Rewrite all of the records below, replacing each occurrence of "pixel coordinates" with "image coordinates" and keeping everything else the same.
───── Material for the task ─────
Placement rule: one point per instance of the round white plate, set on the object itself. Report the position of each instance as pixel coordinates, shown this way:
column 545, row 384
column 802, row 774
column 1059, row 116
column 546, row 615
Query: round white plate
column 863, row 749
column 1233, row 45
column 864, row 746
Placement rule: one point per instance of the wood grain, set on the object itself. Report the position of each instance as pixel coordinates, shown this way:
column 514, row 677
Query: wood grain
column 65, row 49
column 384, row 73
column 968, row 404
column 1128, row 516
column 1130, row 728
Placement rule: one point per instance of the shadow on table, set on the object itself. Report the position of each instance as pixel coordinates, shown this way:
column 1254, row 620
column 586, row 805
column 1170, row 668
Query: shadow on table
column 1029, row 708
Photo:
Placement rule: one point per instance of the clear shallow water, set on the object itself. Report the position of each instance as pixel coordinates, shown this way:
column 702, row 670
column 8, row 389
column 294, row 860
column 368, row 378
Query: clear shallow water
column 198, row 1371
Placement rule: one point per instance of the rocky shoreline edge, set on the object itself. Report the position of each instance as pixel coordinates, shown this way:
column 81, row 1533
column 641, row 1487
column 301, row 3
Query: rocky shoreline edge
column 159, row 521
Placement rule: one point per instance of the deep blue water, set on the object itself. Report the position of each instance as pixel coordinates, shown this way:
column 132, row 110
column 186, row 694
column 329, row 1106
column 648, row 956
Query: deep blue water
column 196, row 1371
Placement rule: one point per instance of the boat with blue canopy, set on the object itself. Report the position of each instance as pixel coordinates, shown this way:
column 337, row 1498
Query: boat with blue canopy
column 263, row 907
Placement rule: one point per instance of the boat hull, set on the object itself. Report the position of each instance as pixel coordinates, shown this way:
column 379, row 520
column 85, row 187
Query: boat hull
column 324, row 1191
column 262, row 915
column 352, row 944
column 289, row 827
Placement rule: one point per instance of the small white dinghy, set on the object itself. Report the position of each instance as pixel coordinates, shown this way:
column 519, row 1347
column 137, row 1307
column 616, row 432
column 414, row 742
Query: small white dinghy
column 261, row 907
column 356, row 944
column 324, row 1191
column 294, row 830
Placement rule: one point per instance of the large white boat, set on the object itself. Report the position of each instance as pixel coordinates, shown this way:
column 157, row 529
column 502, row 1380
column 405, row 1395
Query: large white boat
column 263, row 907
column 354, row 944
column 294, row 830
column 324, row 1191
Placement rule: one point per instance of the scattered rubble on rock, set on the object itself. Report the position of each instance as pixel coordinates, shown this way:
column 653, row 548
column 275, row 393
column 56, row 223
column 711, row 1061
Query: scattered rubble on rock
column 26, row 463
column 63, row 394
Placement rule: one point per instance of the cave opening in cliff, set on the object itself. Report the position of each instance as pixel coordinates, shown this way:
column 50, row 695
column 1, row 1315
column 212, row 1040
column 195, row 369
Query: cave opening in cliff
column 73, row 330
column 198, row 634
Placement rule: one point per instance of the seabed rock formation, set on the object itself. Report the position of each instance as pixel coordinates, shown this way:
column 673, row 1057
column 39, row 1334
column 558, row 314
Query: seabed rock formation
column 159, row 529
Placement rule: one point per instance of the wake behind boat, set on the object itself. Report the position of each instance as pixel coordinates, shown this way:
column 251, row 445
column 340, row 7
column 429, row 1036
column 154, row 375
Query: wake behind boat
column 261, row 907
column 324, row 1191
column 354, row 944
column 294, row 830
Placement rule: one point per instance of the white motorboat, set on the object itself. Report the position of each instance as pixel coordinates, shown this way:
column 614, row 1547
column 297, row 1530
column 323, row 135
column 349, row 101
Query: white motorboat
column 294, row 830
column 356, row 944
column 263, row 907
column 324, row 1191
─────
• [The output]:
Placement rule: one point per instance of the round white plate, set on the object itself. Report the position of each instance as image coordinates, shown this way:
column 545, row 384
column 802, row 774
column 1059, row 116
column 546, row 615
Query: round white plate
column 863, row 749
column 1233, row 45
column 864, row 746
Placement rule: one point per instance of the wood grain, set on the object itself. Report the position of each instance as image coordinates, shown this way:
column 514, row 677
Query: wood grain
column 65, row 49
column 384, row 73
column 968, row 404
column 1128, row 516
column 1130, row 728
Placement rule: one point per instance of the shadow on table, set on the object itself. Report the position of each instance as image coordinates, shown this way:
column 1254, row 620
column 586, row 805
column 1170, row 668
Query: shadow on table
column 1029, row 708
Photo:
Placement rule: one point per instance of the clear shallow water, set on the object itself. Report the position of each instance as image coordinates, shown this way:
column 702, row 670
column 8, row 389
column 294, row 860
column 368, row 378
Query: clear shallow water
column 198, row 1371
Placement rule: one point per instance of the rocky shoreline edge, set on the object itself. Report the position of each instance as image coordinates, shown this way:
column 81, row 1533
column 641, row 1487
column 301, row 3
Query: rocky shoreline edge
column 159, row 521
Placement rule: one point per instance of the deep blue water, set on the object itself. Report the position of each instance as image coordinates, shown this way:
column 132, row 110
column 186, row 694
column 329, row 1106
column 648, row 956
Query: deep blue water
column 196, row 1371
Placement rule: one point per instance of the boat with blue canopy, set on the object itself. Report the position of each instance as image coordinates, shown this way:
column 337, row 1498
Query: boat with blue canopy
column 263, row 907
Placement rule: one point per instance of the boat hull, set on the object itself. Report the position of each instance as image coordinates, shown this way:
column 379, row 520
column 85, row 187
Query: boat hull
column 324, row 1191
column 262, row 915
column 352, row 944
column 289, row 827
Placement rule: one point per instance of the small white dinghy, set on the object itself. Report the position of each instance as image coordinates, shown this way:
column 519, row 1347
column 137, row 1307
column 616, row 432
column 414, row 742
Query: small white dinghy
column 261, row 907
column 356, row 944
column 324, row 1191
column 294, row 830
Placement rule: one point per instance of the large white boat, set on the object itself. Report the position of each instance as image coordinates, shown this way:
column 157, row 529
column 502, row 1380
column 405, row 1395
Query: large white boat
column 263, row 907
column 354, row 944
column 294, row 830
column 324, row 1191
Placement rule: one point per instance of the scattered rubble on rock, set on the object itself. Report the position of each instance as image coordinates, shown this way:
column 653, row 548
column 275, row 393
column 56, row 223
column 711, row 1061
Query: scattered rubble on rock
column 26, row 463
column 63, row 394
Placement rule: one point per instance of the cave opening in cliff, set on the object itself. Report the position of each instance as image coordinates, shown this way:
column 50, row 695
column 1, row 1315
column 212, row 1040
column 195, row 369
Query: cave opening in cliff
column 73, row 330
column 198, row 634
Placement rule: one point per instance of the seabed rock formation, set on the object itself. Report the position of each instance as image coordinates, shown this way:
column 673, row 1057
column 39, row 1334
column 558, row 314
Query: seabed rock formation
column 159, row 529
Placement rule: one point per instance of the wake behind boat, set on the object itself. Report the position of each instance as image coordinates, shown this way:
column 251, row 445
column 340, row 7
column 429, row 1036
column 154, row 375
Query: wake behind boat
column 261, row 907
column 324, row 1191
column 354, row 944
column 294, row 830
Placement rule: one point per instance of the white motorboat, set on the object itself. Report the position of each instance as image coordinates, shown this way:
column 614, row 1547
column 297, row 1530
column 323, row 135
column 349, row 101
Query: white motorboat
column 294, row 830
column 356, row 944
column 263, row 907
column 324, row 1191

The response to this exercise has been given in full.